— Start —

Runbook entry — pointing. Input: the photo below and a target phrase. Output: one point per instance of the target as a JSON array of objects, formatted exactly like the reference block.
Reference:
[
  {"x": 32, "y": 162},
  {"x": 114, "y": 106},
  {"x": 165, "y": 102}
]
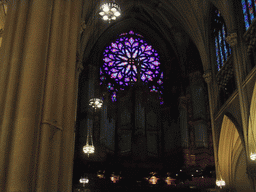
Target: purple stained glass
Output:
[
  {"x": 135, "y": 50},
  {"x": 128, "y": 55},
  {"x": 113, "y": 97},
  {"x": 248, "y": 16},
  {"x": 220, "y": 47},
  {"x": 217, "y": 53},
  {"x": 250, "y": 7}
]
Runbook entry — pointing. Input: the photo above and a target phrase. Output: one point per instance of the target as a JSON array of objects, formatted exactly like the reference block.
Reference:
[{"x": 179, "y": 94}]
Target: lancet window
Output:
[
  {"x": 222, "y": 48},
  {"x": 249, "y": 12}
]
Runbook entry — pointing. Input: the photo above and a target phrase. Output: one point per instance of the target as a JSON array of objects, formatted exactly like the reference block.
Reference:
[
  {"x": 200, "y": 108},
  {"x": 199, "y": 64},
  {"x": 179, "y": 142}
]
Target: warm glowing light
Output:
[
  {"x": 153, "y": 180},
  {"x": 110, "y": 11},
  {"x": 89, "y": 149},
  {"x": 170, "y": 181},
  {"x": 220, "y": 183},
  {"x": 253, "y": 156},
  {"x": 113, "y": 9},
  {"x": 115, "y": 178},
  {"x": 84, "y": 181},
  {"x": 105, "y": 8},
  {"x": 95, "y": 103},
  {"x": 117, "y": 13}
]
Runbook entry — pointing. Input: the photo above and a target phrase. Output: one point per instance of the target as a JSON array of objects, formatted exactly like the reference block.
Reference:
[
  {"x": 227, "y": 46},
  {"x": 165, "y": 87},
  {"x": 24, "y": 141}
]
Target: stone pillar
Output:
[
  {"x": 38, "y": 63},
  {"x": 208, "y": 79},
  {"x": 199, "y": 111},
  {"x": 139, "y": 137},
  {"x": 237, "y": 51},
  {"x": 23, "y": 58},
  {"x": 184, "y": 122}
]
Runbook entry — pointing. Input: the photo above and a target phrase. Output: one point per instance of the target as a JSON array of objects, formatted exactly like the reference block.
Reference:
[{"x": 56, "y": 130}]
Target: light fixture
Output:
[
  {"x": 89, "y": 149},
  {"x": 84, "y": 181},
  {"x": 153, "y": 179},
  {"x": 110, "y": 11},
  {"x": 220, "y": 183},
  {"x": 96, "y": 103},
  {"x": 169, "y": 180},
  {"x": 253, "y": 156}
]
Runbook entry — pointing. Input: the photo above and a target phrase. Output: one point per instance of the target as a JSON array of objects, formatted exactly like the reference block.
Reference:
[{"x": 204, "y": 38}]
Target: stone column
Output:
[
  {"x": 38, "y": 63},
  {"x": 208, "y": 79},
  {"x": 237, "y": 51},
  {"x": 199, "y": 111},
  {"x": 23, "y": 58},
  {"x": 184, "y": 122}
]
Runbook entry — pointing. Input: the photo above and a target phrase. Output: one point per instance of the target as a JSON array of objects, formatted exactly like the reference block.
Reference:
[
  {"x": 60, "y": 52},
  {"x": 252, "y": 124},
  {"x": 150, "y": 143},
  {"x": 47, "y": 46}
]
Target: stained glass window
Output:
[
  {"x": 222, "y": 49},
  {"x": 126, "y": 60},
  {"x": 248, "y": 7}
]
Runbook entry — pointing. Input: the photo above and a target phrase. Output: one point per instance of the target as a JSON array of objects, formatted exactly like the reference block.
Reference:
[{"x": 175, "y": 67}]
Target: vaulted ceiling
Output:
[{"x": 174, "y": 24}]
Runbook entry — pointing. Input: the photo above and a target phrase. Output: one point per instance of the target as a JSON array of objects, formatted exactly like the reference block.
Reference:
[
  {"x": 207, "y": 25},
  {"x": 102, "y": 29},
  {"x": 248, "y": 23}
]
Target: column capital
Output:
[
  {"x": 231, "y": 39},
  {"x": 207, "y": 76}
]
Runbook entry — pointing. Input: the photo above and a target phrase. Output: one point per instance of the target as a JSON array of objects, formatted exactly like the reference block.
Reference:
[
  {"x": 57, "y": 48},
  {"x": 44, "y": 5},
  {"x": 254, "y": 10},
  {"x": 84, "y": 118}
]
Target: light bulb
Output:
[
  {"x": 105, "y": 8},
  {"x": 117, "y": 13},
  {"x": 102, "y": 13},
  {"x": 113, "y": 9}
]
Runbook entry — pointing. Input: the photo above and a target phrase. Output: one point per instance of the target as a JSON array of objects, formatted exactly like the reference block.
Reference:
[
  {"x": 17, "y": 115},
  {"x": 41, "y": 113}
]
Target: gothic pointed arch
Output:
[
  {"x": 252, "y": 124},
  {"x": 231, "y": 165}
]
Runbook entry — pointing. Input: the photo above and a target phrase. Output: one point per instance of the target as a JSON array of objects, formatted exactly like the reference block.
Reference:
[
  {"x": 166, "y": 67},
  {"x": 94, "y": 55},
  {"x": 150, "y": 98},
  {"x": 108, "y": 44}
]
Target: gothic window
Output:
[
  {"x": 249, "y": 12},
  {"x": 223, "y": 49},
  {"x": 128, "y": 58},
  {"x": 3, "y": 13}
]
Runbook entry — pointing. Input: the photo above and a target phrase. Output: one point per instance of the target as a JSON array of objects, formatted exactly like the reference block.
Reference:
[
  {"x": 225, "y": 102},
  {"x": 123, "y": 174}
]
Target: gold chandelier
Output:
[
  {"x": 220, "y": 183},
  {"x": 89, "y": 147},
  {"x": 110, "y": 11}
]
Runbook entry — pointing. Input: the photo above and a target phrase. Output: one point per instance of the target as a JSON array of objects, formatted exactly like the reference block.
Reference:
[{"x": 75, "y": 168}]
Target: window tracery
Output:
[
  {"x": 222, "y": 48},
  {"x": 126, "y": 60},
  {"x": 249, "y": 12}
]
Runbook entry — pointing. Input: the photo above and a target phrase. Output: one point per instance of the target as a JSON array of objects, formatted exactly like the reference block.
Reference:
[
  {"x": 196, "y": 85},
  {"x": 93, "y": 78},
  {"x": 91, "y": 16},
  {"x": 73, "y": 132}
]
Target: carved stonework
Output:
[
  {"x": 207, "y": 76},
  {"x": 232, "y": 39}
]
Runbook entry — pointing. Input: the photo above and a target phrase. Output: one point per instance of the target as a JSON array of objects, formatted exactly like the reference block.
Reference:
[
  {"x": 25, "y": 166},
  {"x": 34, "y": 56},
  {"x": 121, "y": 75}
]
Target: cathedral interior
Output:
[{"x": 122, "y": 95}]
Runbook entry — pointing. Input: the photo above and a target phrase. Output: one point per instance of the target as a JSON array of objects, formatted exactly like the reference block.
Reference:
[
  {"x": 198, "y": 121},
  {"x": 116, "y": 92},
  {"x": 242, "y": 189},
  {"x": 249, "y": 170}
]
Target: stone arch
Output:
[
  {"x": 232, "y": 157},
  {"x": 252, "y": 124}
]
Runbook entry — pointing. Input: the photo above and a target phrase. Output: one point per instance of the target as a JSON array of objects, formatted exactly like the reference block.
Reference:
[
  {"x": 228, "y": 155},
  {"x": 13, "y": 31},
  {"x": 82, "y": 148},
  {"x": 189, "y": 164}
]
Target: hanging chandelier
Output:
[
  {"x": 253, "y": 156},
  {"x": 95, "y": 103},
  {"x": 220, "y": 183},
  {"x": 84, "y": 181},
  {"x": 89, "y": 147},
  {"x": 110, "y": 11}
]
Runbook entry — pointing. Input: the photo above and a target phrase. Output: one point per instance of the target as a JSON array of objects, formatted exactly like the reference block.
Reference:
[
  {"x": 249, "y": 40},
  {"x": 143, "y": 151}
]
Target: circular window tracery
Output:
[{"x": 124, "y": 58}]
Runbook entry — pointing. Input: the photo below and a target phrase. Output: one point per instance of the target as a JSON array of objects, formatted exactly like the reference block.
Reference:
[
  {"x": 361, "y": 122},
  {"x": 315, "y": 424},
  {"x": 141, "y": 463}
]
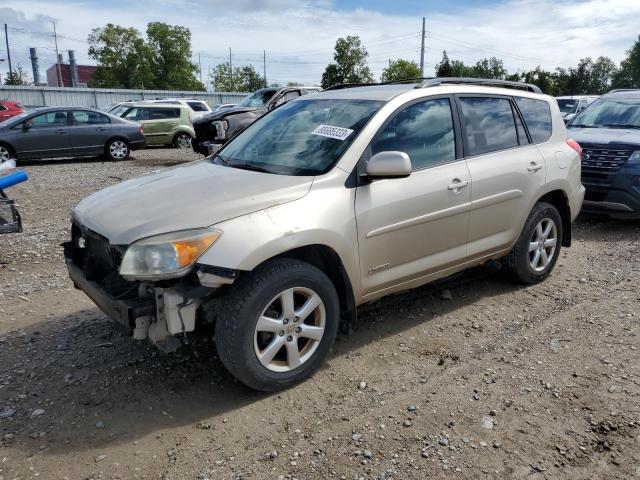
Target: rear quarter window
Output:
[{"x": 537, "y": 116}]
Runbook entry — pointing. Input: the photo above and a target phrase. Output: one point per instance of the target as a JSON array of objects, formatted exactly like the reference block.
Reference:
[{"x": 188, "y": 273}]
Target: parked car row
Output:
[{"x": 325, "y": 203}]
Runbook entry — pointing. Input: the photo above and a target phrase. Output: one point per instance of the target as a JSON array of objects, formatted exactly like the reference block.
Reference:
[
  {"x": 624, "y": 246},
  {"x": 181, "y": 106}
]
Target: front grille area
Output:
[{"x": 604, "y": 158}]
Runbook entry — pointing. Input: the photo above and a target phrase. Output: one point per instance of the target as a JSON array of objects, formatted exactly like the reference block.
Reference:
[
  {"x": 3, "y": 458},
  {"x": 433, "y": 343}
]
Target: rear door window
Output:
[
  {"x": 51, "y": 119},
  {"x": 89, "y": 118},
  {"x": 424, "y": 131},
  {"x": 537, "y": 116},
  {"x": 488, "y": 125},
  {"x": 198, "y": 106},
  {"x": 163, "y": 113}
]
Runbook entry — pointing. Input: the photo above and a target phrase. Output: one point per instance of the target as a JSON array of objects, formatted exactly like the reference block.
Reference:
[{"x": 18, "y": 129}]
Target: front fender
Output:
[{"x": 325, "y": 216}]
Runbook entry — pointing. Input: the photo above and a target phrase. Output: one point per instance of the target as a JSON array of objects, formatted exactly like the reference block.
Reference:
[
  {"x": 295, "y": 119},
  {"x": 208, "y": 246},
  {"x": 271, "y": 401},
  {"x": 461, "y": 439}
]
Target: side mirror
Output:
[{"x": 389, "y": 165}]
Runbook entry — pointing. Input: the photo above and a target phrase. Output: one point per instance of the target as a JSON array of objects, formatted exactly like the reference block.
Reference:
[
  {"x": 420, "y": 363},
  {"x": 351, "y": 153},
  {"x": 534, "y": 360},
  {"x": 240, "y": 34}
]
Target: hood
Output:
[
  {"x": 605, "y": 136},
  {"x": 224, "y": 113},
  {"x": 194, "y": 195}
]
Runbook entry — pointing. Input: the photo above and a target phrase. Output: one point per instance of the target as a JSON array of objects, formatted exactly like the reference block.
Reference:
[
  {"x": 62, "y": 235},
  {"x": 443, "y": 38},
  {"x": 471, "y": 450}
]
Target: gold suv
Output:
[{"x": 331, "y": 201}]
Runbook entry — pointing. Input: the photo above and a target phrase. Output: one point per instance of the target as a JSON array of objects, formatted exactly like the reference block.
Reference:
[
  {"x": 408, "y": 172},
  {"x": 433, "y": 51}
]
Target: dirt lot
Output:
[{"x": 474, "y": 377}]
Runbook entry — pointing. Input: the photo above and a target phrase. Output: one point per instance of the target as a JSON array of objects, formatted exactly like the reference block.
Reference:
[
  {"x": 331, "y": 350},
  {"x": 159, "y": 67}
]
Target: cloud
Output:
[{"x": 299, "y": 35}]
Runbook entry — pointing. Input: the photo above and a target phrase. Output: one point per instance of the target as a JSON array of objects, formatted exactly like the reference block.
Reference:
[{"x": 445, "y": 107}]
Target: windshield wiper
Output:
[
  {"x": 249, "y": 166},
  {"x": 620, "y": 125}
]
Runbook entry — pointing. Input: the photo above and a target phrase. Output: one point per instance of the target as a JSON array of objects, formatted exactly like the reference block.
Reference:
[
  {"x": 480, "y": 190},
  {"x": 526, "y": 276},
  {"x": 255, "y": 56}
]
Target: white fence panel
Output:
[{"x": 32, "y": 96}]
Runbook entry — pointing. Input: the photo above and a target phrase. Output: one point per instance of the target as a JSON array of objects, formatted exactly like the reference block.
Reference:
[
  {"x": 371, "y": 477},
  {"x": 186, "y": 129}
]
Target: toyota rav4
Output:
[{"x": 331, "y": 201}]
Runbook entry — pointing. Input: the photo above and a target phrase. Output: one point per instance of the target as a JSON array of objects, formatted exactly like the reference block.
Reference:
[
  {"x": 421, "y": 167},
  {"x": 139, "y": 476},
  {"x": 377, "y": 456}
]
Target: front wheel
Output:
[
  {"x": 182, "y": 140},
  {"x": 117, "y": 150},
  {"x": 536, "y": 252},
  {"x": 277, "y": 324}
]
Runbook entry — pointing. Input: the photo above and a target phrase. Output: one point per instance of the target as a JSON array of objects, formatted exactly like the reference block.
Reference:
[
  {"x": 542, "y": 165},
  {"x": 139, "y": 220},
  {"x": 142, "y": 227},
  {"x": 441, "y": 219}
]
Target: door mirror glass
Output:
[{"x": 389, "y": 164}]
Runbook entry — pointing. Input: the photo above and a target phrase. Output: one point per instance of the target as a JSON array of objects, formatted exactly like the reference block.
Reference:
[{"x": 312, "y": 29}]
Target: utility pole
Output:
[
  {"x": 6, "y": 38},
  {"x": 55, "y": 38},
  {"x": 422, "y": 50},
  {"x": 230, "y": 69}
]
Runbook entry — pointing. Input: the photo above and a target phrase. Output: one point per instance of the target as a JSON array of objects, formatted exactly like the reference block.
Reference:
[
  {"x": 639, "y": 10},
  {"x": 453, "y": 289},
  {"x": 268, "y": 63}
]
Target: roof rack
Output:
[
  {"x": 340, "y": 86},
  {"x": 435, "y": 81}
]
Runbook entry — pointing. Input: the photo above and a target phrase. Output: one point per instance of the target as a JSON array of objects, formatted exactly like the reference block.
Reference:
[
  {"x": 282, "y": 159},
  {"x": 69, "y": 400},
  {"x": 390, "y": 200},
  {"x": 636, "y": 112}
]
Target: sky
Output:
[{"x": 299, "y": 36}]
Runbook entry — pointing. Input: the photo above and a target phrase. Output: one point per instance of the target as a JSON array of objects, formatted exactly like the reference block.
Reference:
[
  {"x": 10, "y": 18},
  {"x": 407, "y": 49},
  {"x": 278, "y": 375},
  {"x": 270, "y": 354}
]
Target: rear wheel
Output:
[
  {"x": 277, "y": 324},
  {"x": 182, "y": 140},
  {"x": 6, "y": 152},
  {"x": 117, "y": 150},
  {"x": 538, "y": 247}
]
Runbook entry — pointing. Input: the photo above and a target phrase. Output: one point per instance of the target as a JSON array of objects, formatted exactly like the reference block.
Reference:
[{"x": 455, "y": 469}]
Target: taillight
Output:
[{"x": 576, "y": 146}]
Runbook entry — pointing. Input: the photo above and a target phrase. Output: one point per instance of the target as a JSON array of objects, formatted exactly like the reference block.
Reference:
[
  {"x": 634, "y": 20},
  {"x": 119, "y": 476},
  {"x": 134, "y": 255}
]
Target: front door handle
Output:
[{"x": 457, "y": 184}]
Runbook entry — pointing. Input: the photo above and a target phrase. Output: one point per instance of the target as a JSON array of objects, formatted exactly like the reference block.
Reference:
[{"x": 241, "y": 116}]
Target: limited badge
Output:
[{"x": 329, "y": 131}]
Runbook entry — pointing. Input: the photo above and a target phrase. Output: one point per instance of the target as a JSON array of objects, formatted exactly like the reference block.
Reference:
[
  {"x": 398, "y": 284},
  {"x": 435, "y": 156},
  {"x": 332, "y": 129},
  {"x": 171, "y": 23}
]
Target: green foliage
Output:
[
  {"x": 170, "y": 50},
  {"x": 17, "y": 77},
  {"x": 244, "y": 79},
  {"x": 350, "y": 63},
  {"x": 400, "y": 70},
  {"x": 122, "y": 56},
  {"x": 126, "y": 60},
  {"x": 628, "y": 76}
]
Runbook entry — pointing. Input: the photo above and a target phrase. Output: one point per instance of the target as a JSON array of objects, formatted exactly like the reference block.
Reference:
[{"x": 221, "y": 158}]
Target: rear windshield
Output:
[
  {"x": 610, "y": 113},
  {"x": 299, "y": 138},
  {"x": 537, "y": 116},
  {"x": 567, "y": 105}
]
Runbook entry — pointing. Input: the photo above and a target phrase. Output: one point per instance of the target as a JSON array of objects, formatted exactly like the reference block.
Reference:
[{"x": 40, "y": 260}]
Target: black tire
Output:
[
  {"x": 117, "y": 150},
  {"x": 519, "y": 261},
  {"x": 245, "y": 303},
  {"x": 6, "y": 152},
  {"x": 182, "y": 140}
]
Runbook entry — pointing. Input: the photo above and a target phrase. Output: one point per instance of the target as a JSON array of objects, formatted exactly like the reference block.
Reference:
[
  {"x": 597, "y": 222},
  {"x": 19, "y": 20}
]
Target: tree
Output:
[
  {"x": 18, "y": 77},
  {"x": 400, "y": 70},
  {"x": 123, "y": 57},
  {"x": 490, "y": 68},
  {"x": 244, "y": 78},
  {"x": 444, "y": 68},
  {"x": 628, "y": 76},
  {"x": 350, "y": 63},
  {"x": 170, "y": 55}
]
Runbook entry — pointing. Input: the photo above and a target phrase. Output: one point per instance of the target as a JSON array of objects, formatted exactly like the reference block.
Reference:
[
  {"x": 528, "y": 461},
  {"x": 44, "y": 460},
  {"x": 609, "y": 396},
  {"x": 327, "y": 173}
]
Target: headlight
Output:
[
  {"x": 221, "y": 127},
  {"x": 169, "y": 255}
]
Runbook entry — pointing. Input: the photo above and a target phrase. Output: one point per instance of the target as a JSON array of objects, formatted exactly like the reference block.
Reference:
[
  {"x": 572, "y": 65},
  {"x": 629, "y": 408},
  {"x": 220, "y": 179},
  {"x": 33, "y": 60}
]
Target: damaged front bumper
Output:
[{"x": 162, "y": 312}]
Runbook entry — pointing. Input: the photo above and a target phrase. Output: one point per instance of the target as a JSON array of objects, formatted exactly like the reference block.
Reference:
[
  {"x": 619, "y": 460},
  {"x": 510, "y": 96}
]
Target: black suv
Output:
[
  {"x": 609, "y": 133},
  {"x": 214, "y": 129}
]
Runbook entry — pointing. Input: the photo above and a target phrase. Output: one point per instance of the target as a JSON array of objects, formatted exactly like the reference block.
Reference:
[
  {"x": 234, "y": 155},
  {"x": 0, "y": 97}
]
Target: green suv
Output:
[{"x": 163, "y": 124}]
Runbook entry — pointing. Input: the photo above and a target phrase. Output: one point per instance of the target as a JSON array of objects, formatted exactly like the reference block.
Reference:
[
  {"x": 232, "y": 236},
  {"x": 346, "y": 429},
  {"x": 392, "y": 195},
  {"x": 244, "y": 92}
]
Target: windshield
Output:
[
  {"x": 299, "y": 138},
  {"x": 610, "y": 113},
  {"x": 567, "y": 105},
  {"x": 258, "y": 99},
  {"x": 119, "y": 110}
]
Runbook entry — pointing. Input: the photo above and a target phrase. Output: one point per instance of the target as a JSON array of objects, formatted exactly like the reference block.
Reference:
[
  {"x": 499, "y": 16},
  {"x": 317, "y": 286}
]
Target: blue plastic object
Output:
[{"x": 13, "y": 179}]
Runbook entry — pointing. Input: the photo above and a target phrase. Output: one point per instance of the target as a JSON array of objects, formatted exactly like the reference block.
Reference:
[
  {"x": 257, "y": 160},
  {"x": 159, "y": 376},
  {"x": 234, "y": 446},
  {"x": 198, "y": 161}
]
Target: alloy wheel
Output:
[
  {"x": 183, "y": 141},
  {"x": 542, "y": 245},
  {"x": 290, "y": 329},
  {"x": 4, "y": 154},
  {"x": 118, "y": 149}
]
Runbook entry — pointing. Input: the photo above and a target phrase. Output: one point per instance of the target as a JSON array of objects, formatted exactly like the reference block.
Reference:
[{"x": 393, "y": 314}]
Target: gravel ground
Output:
[{"x": 473, "y": 377}]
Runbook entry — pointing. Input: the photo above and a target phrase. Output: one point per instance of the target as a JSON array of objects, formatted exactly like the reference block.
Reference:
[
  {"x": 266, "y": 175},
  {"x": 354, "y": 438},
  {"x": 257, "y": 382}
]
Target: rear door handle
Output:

— End —

How many lines of the records above contain the word "handle"? Reply with the number alone.

RIGHT ANSWER:
2